* Excerpt to read:
== Segment start ==

Do Your Teens do TOO MUCH Texting?
Texting is nothing to “LOL” about, from a parent’s perspective. That’s because today’s teens are glued 24/7 to their cell phones, clicking away hastily as they carry on lengthy conversations with friends.
Most parents have a hard time understanding why their kids would rather text message a friend than pay a personal visit or use the telephone. But the fact remains that technology is completely integrated into how teens communicate. They start their days “IM’ing” friends or checking to see who’s online. Later in the day, the spend hours texting friends on their cell phones, with some teens sending over 5,000 text messages a month.
“Even when they’re not on their cell phones or test messaging, the devices are on and kids are distracted by them,” says Dr. Michael Osit, a clinical psychologist and author “Generation Text: Raising Well-Adjusted Kids in an Age of Instant Everything.”
Osit points out that inter-machine interaction plays a huge role in the social development of techno-oriented kids. This can be harmful because children don’t automatically understand social skills - they have to practice them. “In normal situations, there is a progression in a relationship that has natural, appropriate boundaries are dismantled prematurely,” he says. ”They become too intimate and too close, and they say things they normally wouldn’t say in person.”

== Segment end ==

* Data:

== Segment start ==

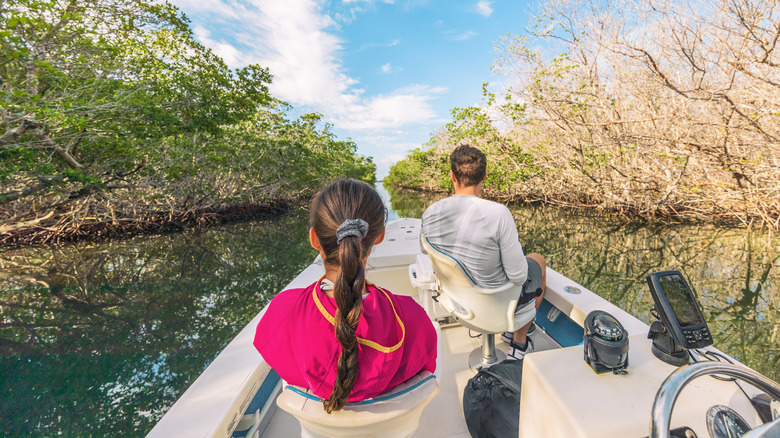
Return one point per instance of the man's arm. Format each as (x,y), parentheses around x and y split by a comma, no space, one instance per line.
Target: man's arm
(512,254)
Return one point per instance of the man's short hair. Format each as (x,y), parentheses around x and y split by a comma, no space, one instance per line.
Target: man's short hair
(468,164)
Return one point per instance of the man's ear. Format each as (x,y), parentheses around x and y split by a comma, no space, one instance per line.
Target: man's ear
(314,240)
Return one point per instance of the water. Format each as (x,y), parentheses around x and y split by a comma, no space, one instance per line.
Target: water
(99,340)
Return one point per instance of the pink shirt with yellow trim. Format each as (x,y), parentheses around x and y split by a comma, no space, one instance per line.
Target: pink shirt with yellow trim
(396,340)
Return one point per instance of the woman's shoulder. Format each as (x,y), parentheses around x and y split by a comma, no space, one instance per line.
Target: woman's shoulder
(408,307)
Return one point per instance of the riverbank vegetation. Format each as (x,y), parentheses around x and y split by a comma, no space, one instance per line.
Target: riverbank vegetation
(114,120)
(646,108)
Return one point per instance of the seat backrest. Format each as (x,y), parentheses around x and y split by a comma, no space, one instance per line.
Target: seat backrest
(394,414)
(487,310)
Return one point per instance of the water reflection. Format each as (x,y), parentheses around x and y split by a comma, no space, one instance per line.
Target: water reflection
(99,340)
(734,272)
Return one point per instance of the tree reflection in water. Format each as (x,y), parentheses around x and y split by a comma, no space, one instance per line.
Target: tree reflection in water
(99,340)
(734,272)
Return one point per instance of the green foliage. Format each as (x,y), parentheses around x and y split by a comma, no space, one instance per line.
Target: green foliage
(116,99)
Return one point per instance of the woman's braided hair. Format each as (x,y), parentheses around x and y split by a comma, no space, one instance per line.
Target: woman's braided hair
(341,200)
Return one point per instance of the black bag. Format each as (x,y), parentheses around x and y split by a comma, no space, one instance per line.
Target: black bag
(491,400)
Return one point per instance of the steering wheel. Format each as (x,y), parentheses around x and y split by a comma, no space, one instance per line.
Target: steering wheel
(670,389)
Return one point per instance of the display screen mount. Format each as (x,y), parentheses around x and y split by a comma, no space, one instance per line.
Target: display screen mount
(682,325)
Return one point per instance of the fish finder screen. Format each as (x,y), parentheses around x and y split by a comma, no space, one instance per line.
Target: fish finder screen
(681,300)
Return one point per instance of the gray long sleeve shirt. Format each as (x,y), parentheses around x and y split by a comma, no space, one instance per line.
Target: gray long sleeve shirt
(481,235)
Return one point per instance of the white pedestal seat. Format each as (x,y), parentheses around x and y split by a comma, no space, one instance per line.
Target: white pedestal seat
(488,311)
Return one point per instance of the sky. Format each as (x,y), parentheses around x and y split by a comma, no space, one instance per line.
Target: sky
(384,73)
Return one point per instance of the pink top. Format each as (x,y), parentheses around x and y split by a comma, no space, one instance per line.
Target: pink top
(396,340)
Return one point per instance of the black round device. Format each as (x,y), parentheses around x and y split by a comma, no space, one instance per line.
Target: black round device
(606,343)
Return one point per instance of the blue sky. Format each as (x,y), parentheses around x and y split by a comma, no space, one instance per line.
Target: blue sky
(384,73)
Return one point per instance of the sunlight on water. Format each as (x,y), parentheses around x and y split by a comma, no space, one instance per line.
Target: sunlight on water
(100,339)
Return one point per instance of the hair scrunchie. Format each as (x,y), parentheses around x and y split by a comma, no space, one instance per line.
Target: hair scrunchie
(351,227)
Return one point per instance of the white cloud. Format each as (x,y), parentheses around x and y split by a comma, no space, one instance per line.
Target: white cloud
(462,36)
(389,68)
(231,55)
(295,40)
(407,105)
(483,8)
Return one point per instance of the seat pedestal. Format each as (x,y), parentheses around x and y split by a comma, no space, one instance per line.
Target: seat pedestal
(487,354)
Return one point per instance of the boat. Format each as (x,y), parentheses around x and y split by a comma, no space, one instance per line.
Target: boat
(562,396)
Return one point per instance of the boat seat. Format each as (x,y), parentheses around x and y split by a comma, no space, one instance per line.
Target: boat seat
(393,414)
(485,310)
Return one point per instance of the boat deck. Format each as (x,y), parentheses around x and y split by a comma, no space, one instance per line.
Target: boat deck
(457,344)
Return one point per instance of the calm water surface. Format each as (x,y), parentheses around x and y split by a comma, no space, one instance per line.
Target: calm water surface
(99,340)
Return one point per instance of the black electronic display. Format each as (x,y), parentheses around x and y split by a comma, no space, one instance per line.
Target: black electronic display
(678,309)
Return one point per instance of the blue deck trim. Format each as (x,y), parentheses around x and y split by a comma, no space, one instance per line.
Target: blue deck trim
(261,398)
(564,331)
(364,402)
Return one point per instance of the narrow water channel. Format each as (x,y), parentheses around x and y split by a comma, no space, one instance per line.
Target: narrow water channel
(100,339)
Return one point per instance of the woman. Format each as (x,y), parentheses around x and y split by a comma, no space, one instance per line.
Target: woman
(342,337)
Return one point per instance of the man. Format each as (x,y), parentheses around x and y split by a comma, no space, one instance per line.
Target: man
(482,235)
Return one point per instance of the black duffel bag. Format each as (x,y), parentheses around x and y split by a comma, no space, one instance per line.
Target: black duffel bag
(491,400)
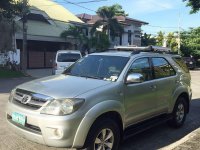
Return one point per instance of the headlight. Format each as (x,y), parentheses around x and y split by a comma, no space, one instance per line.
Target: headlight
(62,107)
(12,93)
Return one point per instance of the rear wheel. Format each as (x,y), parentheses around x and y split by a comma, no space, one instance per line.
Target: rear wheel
(104,135)
(179,113)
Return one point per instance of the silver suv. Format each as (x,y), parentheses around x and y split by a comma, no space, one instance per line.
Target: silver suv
(99,99)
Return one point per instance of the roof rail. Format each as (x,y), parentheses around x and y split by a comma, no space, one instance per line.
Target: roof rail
(135,49)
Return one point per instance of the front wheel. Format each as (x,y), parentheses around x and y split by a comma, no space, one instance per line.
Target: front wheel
(104,135)
(179,113)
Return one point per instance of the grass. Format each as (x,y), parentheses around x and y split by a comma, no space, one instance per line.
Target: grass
(5,73)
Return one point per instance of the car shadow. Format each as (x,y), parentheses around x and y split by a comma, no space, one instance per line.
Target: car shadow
(163,135)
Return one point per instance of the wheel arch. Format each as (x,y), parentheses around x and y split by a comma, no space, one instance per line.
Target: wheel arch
(107,109)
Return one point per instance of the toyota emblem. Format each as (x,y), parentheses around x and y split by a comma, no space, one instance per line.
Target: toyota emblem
(25,99)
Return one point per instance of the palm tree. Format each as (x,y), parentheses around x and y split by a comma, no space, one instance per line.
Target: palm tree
(109,23)
(77,33)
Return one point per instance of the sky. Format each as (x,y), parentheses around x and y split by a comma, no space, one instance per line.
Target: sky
(162,15)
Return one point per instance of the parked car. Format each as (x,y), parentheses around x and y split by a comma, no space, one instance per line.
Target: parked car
(190,62)
(65,58)
(102,98)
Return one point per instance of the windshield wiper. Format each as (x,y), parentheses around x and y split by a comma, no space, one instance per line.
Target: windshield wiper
(92,77)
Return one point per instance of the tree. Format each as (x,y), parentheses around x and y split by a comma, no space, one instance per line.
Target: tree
(77,33)
(110,24)
(100,41)
(148,39)
(172,41)
(10,8)
(190,42)
(194,4)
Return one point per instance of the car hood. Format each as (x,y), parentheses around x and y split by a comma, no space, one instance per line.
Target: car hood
(63,86)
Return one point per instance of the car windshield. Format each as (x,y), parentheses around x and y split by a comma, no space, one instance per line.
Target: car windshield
(68,57)
(98,67)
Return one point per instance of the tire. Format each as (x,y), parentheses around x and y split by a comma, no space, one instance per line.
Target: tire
(179,113)
(104,133)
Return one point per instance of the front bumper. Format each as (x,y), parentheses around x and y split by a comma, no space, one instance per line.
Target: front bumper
(56,131)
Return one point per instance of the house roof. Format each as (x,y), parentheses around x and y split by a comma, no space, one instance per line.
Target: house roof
(54,10)
(91,19)
(47,19)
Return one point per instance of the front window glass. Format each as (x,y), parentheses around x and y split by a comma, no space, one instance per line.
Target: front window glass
(142,66)
(67,57)
(98,67)
(162,68)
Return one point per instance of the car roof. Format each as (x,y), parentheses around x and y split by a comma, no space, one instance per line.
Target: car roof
(131,54)
(68,51)
(114,53)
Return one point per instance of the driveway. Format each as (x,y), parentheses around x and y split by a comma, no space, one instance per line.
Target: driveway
(160,137)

== Segment end ==

* Exercises to complete:
• a. In the article on teen texting, how many text messages do some teens send in a month?
• b. Retype the article on teen texting starting with "Do Your Teens" and going on through "messages a month.".
• c. Put this sentence from the article on teen texting into Spanish: "Most parents have a hard time understanding why their kids would rather text message a friend than pay a personal visit or use the telephone."

* Answers below:
• a. Over 5,000.

• b.
Do Your Teens do TOO MUCH Texting?
Texting is nothing to “LOL” about, from a parent’s perspective. That’s because today’s teens are glued 24/7 to their cell phones, clicking away hastily as they carry on lengthy conversations with friends.
Most parents have a hard time understanding why their kids would rather text message a friend than pay a personal visit or use the telephone. But the fact remains that technology is completely integrated into how teens communicate. They start their days “IM’ing” friends or checking to see who’s online. Later in the day, the spend hours texting friends on their cell phones, with some teens sending over 5,000 text messages a month.

• c. A la mayoría de los padres les cuesta entender por qué sus hijos prefieren enviarle un mensaje de texto a un amigo en lugar de visitarlo en persona o usar el teléfono.